Aim of the task
Could you return every record below without changing a word?

Task material

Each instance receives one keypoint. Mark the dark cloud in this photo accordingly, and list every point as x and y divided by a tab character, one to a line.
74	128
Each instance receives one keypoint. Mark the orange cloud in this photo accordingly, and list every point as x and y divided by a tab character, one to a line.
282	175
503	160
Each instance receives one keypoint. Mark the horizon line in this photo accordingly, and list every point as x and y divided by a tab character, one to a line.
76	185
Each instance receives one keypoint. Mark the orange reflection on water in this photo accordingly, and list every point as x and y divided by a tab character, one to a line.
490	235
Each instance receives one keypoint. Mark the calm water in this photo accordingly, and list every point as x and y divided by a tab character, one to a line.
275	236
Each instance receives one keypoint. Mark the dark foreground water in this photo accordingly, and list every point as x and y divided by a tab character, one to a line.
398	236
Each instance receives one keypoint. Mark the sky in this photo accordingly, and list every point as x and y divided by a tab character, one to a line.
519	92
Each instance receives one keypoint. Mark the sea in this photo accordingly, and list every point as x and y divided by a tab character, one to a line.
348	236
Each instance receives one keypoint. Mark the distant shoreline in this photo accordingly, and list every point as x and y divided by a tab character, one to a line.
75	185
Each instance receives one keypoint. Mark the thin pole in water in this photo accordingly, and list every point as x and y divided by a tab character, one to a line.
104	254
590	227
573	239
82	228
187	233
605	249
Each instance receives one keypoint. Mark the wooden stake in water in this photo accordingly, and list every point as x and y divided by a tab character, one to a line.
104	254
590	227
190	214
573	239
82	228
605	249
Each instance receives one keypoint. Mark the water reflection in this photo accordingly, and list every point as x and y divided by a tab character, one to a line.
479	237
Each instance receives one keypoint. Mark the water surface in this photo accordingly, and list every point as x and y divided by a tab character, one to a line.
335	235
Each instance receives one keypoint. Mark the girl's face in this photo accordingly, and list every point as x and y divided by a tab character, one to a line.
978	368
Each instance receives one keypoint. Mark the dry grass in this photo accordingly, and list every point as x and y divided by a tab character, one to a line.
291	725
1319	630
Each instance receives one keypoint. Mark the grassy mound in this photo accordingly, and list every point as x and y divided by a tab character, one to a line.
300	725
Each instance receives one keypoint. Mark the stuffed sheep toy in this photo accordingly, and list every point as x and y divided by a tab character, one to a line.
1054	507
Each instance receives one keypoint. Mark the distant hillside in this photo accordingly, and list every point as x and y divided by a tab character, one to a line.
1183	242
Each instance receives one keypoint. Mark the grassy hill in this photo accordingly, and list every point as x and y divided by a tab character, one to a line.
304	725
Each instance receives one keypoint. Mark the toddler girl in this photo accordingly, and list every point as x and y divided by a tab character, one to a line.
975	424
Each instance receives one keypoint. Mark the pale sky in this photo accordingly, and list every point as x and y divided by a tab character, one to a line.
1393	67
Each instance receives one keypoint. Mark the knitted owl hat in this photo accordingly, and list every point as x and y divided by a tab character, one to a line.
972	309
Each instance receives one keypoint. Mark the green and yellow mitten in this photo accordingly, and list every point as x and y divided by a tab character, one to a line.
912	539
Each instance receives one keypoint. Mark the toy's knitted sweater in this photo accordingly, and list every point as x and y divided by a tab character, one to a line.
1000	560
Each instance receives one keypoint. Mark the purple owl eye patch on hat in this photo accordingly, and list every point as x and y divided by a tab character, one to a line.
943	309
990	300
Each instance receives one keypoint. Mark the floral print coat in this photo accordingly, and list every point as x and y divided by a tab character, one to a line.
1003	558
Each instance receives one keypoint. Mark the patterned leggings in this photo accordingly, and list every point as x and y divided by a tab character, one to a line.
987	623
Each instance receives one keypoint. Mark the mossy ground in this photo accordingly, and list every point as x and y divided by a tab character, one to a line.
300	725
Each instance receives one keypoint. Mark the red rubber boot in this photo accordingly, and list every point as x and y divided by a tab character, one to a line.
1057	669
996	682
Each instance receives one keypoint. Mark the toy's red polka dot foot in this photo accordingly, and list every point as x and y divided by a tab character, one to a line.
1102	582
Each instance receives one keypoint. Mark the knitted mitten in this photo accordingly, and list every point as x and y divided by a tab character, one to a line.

Written answer
Each instance receives one keypoint. Mark the dark cloud in this photo accordingly, and list every point as x and y divided by a tab character, one to a line.
74	128
Each instance receives one keypoint. Mark the orange cloud in this photo accordingly, and list every point as x and y divided by a tab character, one to a line.
282	175
503	160
Each instance receives one keypoint. Mark the horizon line in this photo accordingly, and list every point as x and y divided by a tab character, one to a line.
76	185
Each instance receives one keypoint. Mark the orange reflection on water in this photo accordingly, and list every point as x and y divided by a tab character, one to a line.
490	235
Each instance receives one keypoint. Mark the calm water in this photo accordingly, and list every point as x and y divided by a tab character, one to a line.
275	236
Each instance receives one keypoint. Mark the dark foreground water in this photo accordingly, and list every point as x and y divided by a tab character, one to a line.
398	236
Each instance receives one keypoint. Mark the sky in this photo accordingly, and list every point as x and y divided by a tab character, one to a line.
519	92
Each instance receives one keypoint. Mark the sea in this photo accordingly, and list every point as x and y divided by a tab character, one to a line.
348	236
Each instance receives one keypoint. Mark the distant shoreline in this photo accordingly, and list every point as x and y divided by a tab character, one to a line.
75	185
Each instance receives one keypoint. Mark the thin pole in water in this photo accordingly, and list every point as x and y divided by a tab character, one to a line.
104	254
590	227
573	239
82	228
187	233
605	249
Each instance receives one keypoint. Mark the wooden stake in water in this photo accordingly, and list every point as x and y divided by a tab character, one to a line.
104	254
590	227
190	214
573	239
82	228
605	249
Each instance receives one keypoint. Mark the water reflection in this photo accordingly, and list every point as x and y divided by a tab character, one to a line.
479	237
Each instance receives one keypoint. Mark the water surface in this photo accordingly, and list every point as x and y divided by a tab character, one to a line.
335	235
Each instance receives one keypoint. Mark the girl's face in this photo accordingly, and list every point as x and y divided by a tab character, one to a line.
978	368
Each instance receives one keypoint. Mark the dry grass in this photo accordingly, and list every point as x and y divided by a tab character, one to a line.
291	725
1319	630
Each instance receives one keypoint. Mark the grassy mound in this photo accordingly, and list every point as x and y divided by a tab character, one to a line.
300	725
Each instance receives one keypoint. Mark the stuffed sheep toy in this photo accordingly, and list every point as x and y divided by a tab character, one to a line.
1054	507
Each instance receives one keypoint. Mark the distant hillside in this photo accordingly, and list every point as x and y divided by a tab character, one to a line.
1183	242
Each instance receives one keypoint. Mark the grassy hill in this photo accordingly, and list every point as x and y divided by a tab character, one to a line.
304	725
Each instance receives one keypoint. Mark the toddler girl in this photo accordingly, and list every point as x and y divided by a tab character, one to a line.
975	424
Each instance receives one keypoint. Mark the pale sky in this photo accordingly, and list every point as x and y divided by a tab character, one to a line.
1393	67
Each instance receives one keypoint. Mark the knitted owl hat in this photo accordingly, and list every point as x and y divided by a tab character, one to a line.
972	309
Each instance receives one keypoint. Mark the green and yellow mitten in this photo accordingly, and list every point as x and y divided by a tab character, one to a line.
912	539
Each instance receives one keypoint. Mark the toy's knitted sweater in this photo accordingly, and list every point as x and y divided by a tab character, one to a line.
1000	560
Each instance receives one keypoint. Mark the purple owl eye patch on hat in this photo accordingly, and list every point as x and y divided by a tab character, one to a line.
943	309
990	300
Each instance receives one keypoint. Mark the floral print coat in this photo accordingly, and list every point as x and y divided by a tab character, one to a line.
1003	558
Each instance receives one keypoint. Mark the patterned leggings in this photo accordingly, and list every point as x and y divided by a tab character, one to a line.
987	623
Each instance receives one keypoint. Mark the mossy ground in this photo accordingly, and list every point as x and y divided by a tab character, one to a line.
300	725
Each instance receives one keypoint. Mark the red rubber boot in this photo accordingly, and list every point as x and y divided by a tab character, one to a line.
1057	669
996	682
Each instance receives one keypoint. Mark the toy's red polka dot foot in this photo accordingly, and list every point as x and y divided by a tab character, one to a line.
1102	582
Each instance receives one keypoint. Mark the knitted mitten in this photo accordingly, and list every point as x and y divided by a tab character, one to a line.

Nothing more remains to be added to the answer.